## Material provided
☆ ☆ ☆

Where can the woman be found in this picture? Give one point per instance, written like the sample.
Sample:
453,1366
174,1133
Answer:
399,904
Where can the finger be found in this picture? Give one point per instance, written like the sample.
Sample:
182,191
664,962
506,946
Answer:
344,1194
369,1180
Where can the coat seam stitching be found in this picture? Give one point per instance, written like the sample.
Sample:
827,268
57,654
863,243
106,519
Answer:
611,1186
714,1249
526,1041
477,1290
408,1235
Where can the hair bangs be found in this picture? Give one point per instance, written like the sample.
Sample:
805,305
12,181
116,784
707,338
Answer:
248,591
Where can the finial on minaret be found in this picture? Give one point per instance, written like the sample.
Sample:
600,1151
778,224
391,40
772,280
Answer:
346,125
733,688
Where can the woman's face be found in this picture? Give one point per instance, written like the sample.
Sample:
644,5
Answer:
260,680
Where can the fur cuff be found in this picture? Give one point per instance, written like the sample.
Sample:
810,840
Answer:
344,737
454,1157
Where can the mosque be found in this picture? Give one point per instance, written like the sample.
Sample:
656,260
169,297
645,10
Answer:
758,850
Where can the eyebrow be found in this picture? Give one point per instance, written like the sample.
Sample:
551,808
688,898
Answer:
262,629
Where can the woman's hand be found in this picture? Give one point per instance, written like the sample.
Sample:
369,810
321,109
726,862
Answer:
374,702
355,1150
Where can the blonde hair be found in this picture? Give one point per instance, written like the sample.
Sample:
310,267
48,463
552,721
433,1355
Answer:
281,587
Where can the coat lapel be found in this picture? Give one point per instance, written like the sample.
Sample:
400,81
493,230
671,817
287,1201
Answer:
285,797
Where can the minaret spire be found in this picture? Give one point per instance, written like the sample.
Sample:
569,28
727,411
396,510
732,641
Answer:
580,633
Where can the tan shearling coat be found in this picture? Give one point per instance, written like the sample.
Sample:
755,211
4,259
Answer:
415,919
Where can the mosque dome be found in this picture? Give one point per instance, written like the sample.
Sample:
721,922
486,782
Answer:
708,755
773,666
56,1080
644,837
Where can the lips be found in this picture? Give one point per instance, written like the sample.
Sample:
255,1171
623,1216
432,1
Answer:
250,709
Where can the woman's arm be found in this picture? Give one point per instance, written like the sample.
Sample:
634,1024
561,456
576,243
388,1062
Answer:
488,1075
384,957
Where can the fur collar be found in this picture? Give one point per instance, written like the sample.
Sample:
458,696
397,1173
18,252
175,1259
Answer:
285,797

☆ ☆ ☆

## Exercise
Out of the preceding entries, pull each line that contains the word "minaret".

## Written solution
Where can the finial on minaret be found in this picture? Give one point per instance, written like the sample.
Where can the minaret spire be found in this picture? Give one point per instance, written like the sample.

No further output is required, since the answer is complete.